[Image object location entries]
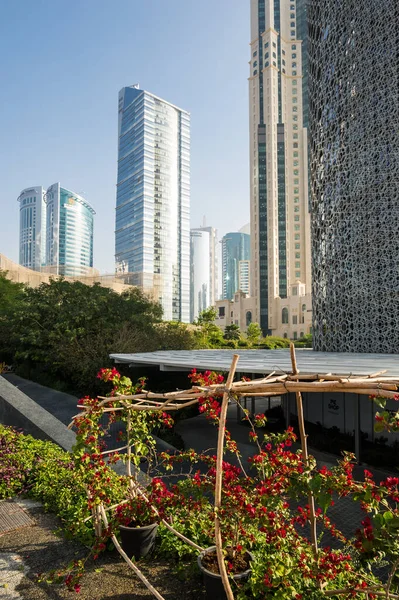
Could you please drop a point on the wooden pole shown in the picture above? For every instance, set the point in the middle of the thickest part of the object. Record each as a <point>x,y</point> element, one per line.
<point>218,479</point>
<point>305,455</point>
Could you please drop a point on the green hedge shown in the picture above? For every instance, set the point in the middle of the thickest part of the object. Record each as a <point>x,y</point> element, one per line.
<point>43,471</point>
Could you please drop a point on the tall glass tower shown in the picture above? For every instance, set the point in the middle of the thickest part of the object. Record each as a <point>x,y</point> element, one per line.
<point>236,247</point>
<point>280,222</point>
<point>32,228</point>
<point>152,232</point>
<point>354,126</point>
<point>69,232</point>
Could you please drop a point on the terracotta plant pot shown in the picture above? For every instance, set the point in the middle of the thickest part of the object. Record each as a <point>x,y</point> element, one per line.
<point>213,581</point>
<point>138,541</point>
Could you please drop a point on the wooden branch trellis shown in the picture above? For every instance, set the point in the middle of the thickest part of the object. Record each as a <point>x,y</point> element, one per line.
<point>375,384</point>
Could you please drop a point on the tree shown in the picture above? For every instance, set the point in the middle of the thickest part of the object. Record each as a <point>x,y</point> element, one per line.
<point>232,332</point>
<point>66,331</point>
<point>11,296</point>
<point>254,332</point>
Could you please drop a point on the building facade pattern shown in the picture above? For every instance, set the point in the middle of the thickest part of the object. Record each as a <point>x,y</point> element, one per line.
<point>32,228</point>
<point>56,231</point>
<point>69,232</point>
<point>236,247</point>
<point>354,126</point>
<point>203,272</point>
<point>280,222</point>
<point>152,233</point>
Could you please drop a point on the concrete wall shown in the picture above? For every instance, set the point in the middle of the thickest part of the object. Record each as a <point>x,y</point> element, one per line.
<point>20,411</point>
<point>339,410</point>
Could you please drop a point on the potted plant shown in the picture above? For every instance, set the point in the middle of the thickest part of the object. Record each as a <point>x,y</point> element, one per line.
<point>138,526</point>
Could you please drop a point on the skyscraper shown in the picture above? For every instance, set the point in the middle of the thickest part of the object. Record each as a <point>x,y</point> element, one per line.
<point>32,228</point>
<point>280,223</point>
<point>200,276</point>
<point>69,232</point>
<point>152,232</point>
<point>354,126</point>
<point>56,231</point>
<point>235,248</point>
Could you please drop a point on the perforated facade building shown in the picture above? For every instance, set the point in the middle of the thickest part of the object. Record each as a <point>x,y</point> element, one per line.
<point>354,126</point>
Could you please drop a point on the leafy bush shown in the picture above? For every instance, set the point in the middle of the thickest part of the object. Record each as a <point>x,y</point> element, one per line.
<point>43,471</point>
<point>62,333</point>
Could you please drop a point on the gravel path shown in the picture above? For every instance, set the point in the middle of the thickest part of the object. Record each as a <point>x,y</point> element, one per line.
<point>29,550</point>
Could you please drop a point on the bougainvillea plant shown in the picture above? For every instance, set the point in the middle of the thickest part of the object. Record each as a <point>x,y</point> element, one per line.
<point>264,501</point>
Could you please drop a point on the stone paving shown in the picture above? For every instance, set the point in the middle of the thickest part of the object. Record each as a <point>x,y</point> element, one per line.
<point>36,549</point>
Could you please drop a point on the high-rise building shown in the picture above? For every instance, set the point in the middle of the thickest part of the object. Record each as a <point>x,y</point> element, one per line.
<point>200,276</point>
<point>152,232</point>
<point>69,232</point>
<point>204,248</point>
<point>354,127</point>
<point>236,247</point>
<point>280,222</point>
<point>244,276</point>
<point>32,228</point>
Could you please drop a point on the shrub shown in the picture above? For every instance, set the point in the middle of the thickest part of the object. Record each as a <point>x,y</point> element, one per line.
<point>43,471</point>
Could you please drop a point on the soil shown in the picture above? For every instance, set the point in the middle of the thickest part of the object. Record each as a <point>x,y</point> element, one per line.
<point>239,561</point>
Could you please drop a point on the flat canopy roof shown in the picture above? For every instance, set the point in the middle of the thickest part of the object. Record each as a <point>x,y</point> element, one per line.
<point>266,361</point>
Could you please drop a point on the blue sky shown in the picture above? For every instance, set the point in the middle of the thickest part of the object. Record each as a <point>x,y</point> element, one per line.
<point>63,63</point>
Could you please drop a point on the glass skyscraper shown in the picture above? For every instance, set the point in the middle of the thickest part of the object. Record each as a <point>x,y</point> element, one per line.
<point>280,221</point>
<point>56,231</point>
<point>69,232</point>
<point>152,232</point>
<point>236,247</point>
<point>32,228</point>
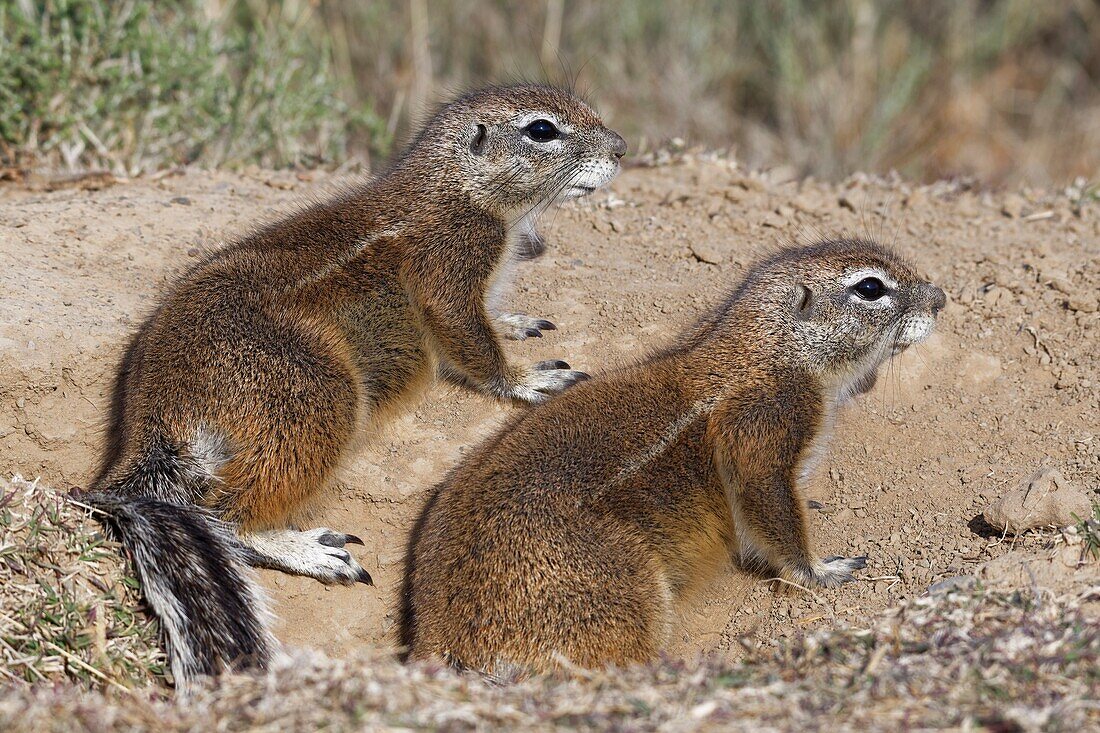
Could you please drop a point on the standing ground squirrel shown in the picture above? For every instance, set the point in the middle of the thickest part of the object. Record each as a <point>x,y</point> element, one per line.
<point>240,395</point>
<point>572,534</point>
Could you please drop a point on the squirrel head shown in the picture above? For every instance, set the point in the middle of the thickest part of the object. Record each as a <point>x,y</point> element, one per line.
<point>519,149</point>
<point>842,308</point>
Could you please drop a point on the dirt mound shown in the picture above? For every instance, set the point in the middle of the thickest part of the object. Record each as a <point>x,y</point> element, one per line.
<point>1009,384</point>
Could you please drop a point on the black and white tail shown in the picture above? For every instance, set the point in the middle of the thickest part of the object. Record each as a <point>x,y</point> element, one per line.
<point>195,577</point>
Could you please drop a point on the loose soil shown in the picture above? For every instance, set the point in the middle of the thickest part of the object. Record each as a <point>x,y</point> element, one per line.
<point>1008,384</point>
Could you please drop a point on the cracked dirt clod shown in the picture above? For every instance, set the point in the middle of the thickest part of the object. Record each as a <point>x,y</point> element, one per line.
<point>1043,500</point>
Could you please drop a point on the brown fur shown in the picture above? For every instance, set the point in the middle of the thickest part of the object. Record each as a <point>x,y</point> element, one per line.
<point>267,358</point>
<point>572,534</point>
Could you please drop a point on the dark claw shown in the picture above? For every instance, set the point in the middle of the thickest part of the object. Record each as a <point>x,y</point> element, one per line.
<point>552,363</point>
<point>332,539</point>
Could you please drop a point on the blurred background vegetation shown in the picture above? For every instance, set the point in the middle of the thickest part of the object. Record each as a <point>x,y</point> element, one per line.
<point>1005,90</point>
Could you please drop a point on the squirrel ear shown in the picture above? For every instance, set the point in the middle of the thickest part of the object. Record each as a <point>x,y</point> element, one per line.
<point>477,144</point>
<point>803,302</point>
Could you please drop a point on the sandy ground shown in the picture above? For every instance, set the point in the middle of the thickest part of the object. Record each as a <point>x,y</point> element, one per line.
<point>1009,383</point>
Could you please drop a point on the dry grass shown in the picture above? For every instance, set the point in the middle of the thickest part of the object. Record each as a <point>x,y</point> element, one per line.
<point>67,611</point>
<point>1007,662</point>
<point>1007,90</point>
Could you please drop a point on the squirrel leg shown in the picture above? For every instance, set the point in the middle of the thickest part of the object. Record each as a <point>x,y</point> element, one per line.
<point>757,458</point>
<point>520,327</point>
<point>317,553</point>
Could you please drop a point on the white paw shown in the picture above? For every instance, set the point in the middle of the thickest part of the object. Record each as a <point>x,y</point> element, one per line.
<point>318,554</point>
<point>546,378</point>
<point>833,571</point>
<point>520,327</point>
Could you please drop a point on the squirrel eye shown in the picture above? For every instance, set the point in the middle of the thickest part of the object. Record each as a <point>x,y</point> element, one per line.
<point>541,131</point>
<point>869,288</point>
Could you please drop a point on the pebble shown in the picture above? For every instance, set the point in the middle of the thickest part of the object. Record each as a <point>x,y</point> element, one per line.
<point>1043,499</point>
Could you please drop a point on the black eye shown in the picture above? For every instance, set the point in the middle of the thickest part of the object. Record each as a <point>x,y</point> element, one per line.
<point>541,131</point>
<point>869,288</point>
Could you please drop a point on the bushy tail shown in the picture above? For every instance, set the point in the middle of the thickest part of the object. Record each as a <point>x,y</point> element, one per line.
<point>194,576</point>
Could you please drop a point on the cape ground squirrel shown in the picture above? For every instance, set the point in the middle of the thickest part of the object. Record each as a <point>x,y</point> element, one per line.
<point>574,531</point>
<point>241,394</point>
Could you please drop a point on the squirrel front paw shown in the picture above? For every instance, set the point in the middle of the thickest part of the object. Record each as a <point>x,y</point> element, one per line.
<point>543,380</point>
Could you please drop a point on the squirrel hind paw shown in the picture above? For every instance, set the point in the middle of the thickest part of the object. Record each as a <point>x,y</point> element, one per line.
<point>520,327</point>
<point>836,570</point>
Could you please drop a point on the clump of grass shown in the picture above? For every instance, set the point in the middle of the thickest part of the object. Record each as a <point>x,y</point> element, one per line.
<point>1088,529</point>
<point>133,85</point>
<point>68,612</point>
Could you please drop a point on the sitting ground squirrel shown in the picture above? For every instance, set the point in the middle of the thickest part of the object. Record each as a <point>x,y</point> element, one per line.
<point>573,532</point>
<point>241,394</point>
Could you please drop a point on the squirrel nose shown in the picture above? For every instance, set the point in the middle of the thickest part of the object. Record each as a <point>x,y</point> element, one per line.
<point>618,145</point>
<point>938,299</point>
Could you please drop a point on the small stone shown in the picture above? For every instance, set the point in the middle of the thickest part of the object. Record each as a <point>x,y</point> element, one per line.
<point>1044,499</point>
<point>1013,206</point>
<point>1067,378</point>
<point>707,252</point>
<point>1082,303</point>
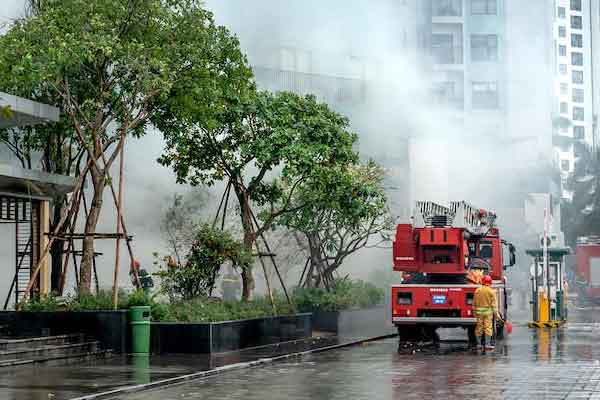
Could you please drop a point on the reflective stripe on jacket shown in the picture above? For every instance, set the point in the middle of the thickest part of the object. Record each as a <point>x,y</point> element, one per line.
<point>484,301</point>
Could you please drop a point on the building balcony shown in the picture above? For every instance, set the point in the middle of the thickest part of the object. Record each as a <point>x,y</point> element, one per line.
<point>446,8</point>
<point>447,56</point>
<point>331,89</point>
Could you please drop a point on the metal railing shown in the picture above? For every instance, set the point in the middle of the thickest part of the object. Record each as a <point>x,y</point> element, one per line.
<point>330,89</point>
<point>447,55</point>
<point>447,8</point>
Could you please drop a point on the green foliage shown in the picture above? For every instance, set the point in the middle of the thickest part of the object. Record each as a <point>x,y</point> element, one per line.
<point>113,65</point>
<point>101,301</point>
<point>197,276</point>
<point>206,310</point>
<point>97,302</point>
<point>258,133</point>
<point>44,303</point>
<point>254,135</point>
<point>5,112</point>
<point>345,294</point>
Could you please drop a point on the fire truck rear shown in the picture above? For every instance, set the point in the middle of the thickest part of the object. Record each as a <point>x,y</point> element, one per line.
<point>435,253</point>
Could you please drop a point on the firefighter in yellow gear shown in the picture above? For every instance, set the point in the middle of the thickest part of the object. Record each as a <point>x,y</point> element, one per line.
<point>485,307</point>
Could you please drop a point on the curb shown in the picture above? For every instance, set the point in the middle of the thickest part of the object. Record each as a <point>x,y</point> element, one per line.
<point>219,370</point>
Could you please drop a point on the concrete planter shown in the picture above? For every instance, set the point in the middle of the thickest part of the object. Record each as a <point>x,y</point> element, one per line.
<point>373,321</point>
<point>110,328</point>
<point>218,337</point>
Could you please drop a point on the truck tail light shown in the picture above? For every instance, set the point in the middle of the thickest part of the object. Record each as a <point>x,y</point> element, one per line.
<point>470,298</point>
<point>404,298</point>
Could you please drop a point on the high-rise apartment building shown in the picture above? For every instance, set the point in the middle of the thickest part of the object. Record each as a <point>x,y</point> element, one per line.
<point>573,84</point>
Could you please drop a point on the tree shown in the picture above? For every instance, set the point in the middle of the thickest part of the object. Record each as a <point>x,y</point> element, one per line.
<point>343,212</point>
<point>258,143</point>
<point>112,64</point>
<point>197,276</point>
<point>51,148</point>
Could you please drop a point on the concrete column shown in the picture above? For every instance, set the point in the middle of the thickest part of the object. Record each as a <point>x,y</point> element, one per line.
<point>44,226</point>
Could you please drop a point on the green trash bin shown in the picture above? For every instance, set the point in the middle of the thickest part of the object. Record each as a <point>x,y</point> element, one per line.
<point>140,329</point>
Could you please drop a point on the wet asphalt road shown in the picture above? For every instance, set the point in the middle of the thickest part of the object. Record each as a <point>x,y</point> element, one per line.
<point>530,364</point>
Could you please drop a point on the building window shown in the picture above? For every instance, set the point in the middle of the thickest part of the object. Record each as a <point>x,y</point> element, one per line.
<point>576,58</point>
<point>562,50</point>
<point>564,108</point>
<point>484,7</point>
<point>447,8</point>
<point>485,95</point>
<point>442,46</point>
<point>484,47</point>
<point>562,68</point>
<point>578,95</point>
<point>445,92</point>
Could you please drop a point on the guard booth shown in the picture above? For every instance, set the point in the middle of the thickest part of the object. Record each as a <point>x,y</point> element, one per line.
<point>548,287</point>
<point>25,197</point>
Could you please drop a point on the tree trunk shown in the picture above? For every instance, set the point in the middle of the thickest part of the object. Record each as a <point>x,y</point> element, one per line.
<point>56,251</point>
<point>314,278</point>
<point>87,260</point>
<point>249,238</point>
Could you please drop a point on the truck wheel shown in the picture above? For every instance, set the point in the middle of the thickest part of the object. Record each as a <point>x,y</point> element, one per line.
<point>431,335</point>
<point>408,334</point>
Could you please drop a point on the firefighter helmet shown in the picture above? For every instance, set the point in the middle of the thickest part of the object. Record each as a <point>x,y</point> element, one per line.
<point>487,280</point>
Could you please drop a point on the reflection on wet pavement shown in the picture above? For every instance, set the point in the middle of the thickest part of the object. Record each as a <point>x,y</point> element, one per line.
<point>530,364</point>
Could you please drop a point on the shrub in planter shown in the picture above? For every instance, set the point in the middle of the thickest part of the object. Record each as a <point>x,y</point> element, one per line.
<point>344,295</point>
<point>196,277</point>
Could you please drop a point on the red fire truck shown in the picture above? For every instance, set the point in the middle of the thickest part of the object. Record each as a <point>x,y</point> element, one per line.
<point>435,253</point>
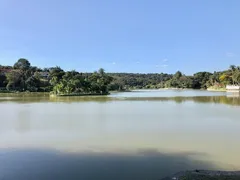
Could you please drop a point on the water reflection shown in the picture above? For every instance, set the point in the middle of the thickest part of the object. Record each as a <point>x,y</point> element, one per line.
<point>49,165</point>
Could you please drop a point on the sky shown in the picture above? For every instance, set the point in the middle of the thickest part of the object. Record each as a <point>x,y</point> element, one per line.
<point>140,36</point>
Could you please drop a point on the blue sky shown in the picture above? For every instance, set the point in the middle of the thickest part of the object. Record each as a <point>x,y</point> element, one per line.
<point>122,36</point>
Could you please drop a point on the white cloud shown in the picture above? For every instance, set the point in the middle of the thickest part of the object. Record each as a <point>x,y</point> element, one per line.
<point>230,54</point>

**Set problem**
Turn the lines of the items, starting at the line that contains "Could you please drop a point on the squirrel ear" and ending at the line that contains "<point>1007,90</point>", into a Markdown table with the columns Row and Line. Number each row and skip any blank lines.

**Exercise solution**
| Row | Line |
|---|---|
| 1 | Could you please drop a point on the squirrel ear shown in the picture above? For every instance, set the point in the middle of the thickest part of the object. Record each as a <point>x,y</point> element, one per line. |
| 2 | <point>477,144</point> |
| 3 | <point>803,302</point> |
| 4 | Could you please drop a point on the sandy ground shown in the picture above? For every instance, set the point in the middle of the thickest part of the object. Record each as a <point>x,y</point> element, one per line. |
| 5 | <point>1009,383</point> |
| 6 | Could you please drop a point on the dry grass shown in the picture above? For every instance, set the point in the middle of the thickest part of the object. Record each as a <point>x,y</point> element, one per line. |
| 7 | <point>67,611</point> |
| 8 | <point>1007,662</point> |
| 9 | <point>1007,90</point> |